_What is expected_:
Show, from the entries below, every line in which "wheel" appears.

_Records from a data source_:
-- Opening Marker --

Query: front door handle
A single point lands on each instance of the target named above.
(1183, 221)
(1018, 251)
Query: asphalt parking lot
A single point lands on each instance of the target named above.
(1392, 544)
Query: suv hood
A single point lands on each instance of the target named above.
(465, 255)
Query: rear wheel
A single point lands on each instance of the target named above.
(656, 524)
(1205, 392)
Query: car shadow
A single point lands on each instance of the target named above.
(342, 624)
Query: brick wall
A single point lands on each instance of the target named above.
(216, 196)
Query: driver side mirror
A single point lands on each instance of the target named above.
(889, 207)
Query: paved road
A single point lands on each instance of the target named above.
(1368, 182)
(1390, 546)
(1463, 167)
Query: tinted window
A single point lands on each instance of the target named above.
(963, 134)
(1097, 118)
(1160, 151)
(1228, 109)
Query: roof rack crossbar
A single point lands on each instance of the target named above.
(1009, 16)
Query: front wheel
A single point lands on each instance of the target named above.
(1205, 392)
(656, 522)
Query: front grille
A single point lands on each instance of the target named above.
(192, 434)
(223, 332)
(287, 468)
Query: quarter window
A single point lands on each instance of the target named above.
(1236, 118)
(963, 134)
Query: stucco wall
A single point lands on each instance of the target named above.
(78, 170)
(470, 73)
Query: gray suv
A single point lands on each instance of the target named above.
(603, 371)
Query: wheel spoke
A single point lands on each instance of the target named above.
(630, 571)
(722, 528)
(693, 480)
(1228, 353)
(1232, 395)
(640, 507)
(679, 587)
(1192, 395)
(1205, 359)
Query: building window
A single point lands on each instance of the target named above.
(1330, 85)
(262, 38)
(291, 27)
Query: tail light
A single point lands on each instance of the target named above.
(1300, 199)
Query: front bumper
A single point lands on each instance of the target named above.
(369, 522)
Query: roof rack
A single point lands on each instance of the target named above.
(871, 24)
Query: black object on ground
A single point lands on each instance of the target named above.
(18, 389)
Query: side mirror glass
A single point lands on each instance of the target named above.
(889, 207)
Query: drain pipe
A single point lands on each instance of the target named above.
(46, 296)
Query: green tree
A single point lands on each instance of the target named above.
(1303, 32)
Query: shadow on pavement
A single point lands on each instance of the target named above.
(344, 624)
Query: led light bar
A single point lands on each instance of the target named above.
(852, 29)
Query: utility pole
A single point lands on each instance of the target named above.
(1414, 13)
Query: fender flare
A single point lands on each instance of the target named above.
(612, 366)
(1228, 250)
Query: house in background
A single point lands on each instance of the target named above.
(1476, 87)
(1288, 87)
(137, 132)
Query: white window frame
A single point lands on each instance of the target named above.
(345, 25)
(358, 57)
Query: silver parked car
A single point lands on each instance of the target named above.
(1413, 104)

-- Closing Marker --

_Solution to this exercise_:
Query: rear wheel
Query: front wheel
Query: wheel spoke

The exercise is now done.